Dataset entries:
━━━

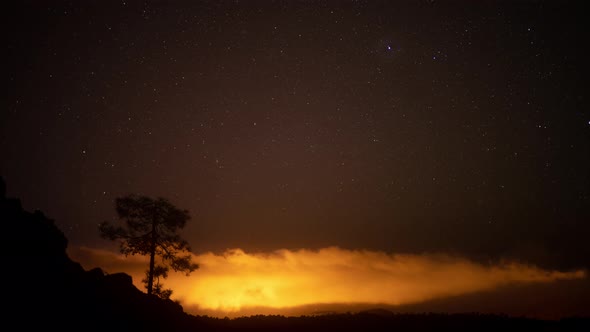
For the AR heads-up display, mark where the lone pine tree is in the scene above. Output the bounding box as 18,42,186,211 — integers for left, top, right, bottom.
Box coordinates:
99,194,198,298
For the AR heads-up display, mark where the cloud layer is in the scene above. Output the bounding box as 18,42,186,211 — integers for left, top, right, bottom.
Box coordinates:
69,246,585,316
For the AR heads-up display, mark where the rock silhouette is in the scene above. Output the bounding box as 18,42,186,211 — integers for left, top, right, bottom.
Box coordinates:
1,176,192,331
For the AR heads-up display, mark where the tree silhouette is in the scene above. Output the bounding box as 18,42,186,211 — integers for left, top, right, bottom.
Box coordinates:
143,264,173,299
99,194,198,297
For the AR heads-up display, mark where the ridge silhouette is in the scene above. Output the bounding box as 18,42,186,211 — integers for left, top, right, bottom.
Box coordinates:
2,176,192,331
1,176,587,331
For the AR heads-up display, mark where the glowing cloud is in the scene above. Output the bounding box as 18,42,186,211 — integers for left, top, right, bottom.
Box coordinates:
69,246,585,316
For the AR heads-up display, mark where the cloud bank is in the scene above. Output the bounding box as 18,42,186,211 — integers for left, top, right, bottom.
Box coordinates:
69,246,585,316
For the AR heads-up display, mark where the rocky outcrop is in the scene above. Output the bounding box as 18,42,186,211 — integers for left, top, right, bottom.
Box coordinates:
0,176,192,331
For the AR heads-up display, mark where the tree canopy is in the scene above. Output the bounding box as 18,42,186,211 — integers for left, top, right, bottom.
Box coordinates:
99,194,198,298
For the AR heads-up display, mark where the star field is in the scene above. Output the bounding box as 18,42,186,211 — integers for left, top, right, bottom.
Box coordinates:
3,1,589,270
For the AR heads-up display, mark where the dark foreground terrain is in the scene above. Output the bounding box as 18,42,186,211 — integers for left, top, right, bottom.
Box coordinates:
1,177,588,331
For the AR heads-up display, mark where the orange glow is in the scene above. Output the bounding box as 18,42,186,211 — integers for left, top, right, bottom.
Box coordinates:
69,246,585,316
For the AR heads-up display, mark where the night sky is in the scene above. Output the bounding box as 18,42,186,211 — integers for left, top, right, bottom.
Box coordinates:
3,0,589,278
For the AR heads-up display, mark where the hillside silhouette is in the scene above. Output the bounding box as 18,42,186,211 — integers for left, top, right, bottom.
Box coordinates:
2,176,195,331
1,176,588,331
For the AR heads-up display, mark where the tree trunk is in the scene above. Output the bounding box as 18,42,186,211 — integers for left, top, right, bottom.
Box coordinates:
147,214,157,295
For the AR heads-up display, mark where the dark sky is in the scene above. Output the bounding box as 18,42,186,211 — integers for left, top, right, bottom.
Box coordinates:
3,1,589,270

━━━

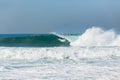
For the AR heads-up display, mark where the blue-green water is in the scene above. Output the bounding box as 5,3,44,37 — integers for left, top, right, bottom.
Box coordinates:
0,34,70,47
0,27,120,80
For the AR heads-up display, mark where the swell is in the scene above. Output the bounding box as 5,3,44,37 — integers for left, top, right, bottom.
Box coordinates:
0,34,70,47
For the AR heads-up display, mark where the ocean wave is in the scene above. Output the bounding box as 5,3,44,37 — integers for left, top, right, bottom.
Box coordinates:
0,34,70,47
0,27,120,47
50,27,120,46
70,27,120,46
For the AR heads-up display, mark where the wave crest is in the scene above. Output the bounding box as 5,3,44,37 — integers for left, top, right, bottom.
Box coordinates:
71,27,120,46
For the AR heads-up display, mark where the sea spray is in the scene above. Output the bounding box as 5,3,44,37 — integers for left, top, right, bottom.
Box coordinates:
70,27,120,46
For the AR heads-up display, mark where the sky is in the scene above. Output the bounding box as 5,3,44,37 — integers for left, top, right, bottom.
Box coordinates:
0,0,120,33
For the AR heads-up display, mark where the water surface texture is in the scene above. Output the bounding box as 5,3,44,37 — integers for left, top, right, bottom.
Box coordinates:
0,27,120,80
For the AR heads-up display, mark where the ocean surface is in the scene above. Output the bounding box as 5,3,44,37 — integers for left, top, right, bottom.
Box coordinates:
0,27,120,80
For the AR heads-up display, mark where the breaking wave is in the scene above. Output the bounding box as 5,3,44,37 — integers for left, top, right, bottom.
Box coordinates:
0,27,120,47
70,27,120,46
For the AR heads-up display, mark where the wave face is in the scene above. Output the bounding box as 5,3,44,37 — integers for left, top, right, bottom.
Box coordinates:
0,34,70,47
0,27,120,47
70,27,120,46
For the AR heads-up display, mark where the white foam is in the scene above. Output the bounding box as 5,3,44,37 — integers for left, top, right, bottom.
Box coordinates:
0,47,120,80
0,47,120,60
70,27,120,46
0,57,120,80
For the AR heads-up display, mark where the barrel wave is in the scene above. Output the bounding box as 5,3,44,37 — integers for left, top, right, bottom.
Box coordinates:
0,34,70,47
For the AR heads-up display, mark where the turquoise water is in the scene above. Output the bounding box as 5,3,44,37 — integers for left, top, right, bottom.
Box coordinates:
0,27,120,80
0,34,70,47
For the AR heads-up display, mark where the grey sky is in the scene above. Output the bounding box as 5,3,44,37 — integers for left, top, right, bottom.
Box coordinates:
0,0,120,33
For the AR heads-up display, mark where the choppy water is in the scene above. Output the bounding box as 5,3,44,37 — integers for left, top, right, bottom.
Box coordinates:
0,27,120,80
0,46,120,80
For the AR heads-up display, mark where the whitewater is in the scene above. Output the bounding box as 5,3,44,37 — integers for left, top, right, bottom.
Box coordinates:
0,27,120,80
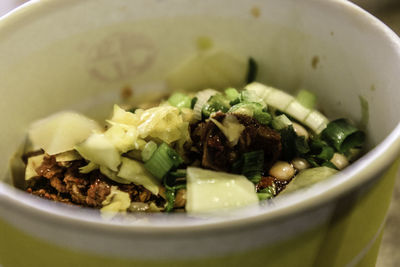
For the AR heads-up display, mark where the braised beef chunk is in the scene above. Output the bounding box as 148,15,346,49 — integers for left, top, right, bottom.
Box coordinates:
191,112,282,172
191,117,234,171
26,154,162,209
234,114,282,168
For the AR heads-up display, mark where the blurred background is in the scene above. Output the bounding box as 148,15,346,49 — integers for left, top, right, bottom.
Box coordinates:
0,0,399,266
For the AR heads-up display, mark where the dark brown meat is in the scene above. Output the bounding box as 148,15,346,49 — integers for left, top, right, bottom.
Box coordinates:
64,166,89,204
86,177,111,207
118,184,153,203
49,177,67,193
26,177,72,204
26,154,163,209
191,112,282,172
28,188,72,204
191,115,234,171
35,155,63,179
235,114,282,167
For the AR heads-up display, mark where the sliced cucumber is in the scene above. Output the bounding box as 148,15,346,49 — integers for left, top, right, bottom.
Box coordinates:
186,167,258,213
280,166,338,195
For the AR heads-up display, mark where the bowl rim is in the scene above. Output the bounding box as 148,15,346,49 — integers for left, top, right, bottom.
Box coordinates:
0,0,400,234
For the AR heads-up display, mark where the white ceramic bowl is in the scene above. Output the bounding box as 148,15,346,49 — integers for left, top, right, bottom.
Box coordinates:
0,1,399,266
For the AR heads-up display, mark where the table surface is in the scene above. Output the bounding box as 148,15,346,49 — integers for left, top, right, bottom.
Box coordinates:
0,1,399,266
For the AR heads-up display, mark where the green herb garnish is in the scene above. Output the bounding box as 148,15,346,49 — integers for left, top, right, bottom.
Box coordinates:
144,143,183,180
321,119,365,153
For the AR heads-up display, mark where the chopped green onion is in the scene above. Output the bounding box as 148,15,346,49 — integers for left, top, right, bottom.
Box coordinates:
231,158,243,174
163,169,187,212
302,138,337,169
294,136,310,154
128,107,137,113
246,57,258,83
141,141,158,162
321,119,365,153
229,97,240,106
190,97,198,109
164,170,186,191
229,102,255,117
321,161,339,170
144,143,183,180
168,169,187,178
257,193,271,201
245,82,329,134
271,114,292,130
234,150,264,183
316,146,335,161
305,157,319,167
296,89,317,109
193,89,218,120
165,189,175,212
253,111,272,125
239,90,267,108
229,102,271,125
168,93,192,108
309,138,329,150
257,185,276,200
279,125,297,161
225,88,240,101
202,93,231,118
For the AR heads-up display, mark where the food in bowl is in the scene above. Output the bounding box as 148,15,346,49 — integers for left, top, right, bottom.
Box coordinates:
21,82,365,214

━━━

From the records above, print exactly the lines that run from the line with "For the AR heads-up display, mark where the sliced" to the line with "For the AR heads-up display, mark where the chopped", inclusive.

• [YOUR SOLUTION]
For the AR heads-up display, mark where the sliced cucumber is in the scene above. Output the bounding box as 148,15,346,49 — integers for left, top, right, bottom.
Box coordinates:
186,167,258,213
280,166,338,195
For the AR heads-up display, mark where the bowl rim is in the scene above. Output the bounding box as 148,15,346,49 — integers for left, top, right, bottom.
Box coordinates:
0,0,400,234
For the AR heads-up display, mark where the white ceramic bowl is in the scene above. Output the bounding box as 148,15,346,49 — integers for left, top, right, bottom.
Box coordinates:
0,1,399,266
For the AR heads-up display, mark where the table surface is in the scene above. Output the bounding box as 148,15,346,49 — integers for left, top, right, bottom.
Box coordinates:
0,1,399,266
For the AR heads-up display, mark where the green herb garnish is in the scene above. Output the bounding box as 148,15,346,49 — integers for left, top, right, bottom.
Box coordinates:
144,143,183,180
321,119,365,153
For the AR heads-up display, mark where the chopped green onion is in the scene above. Output the bounding box as 148,15,346,49 — integers for left, top, right, bottom.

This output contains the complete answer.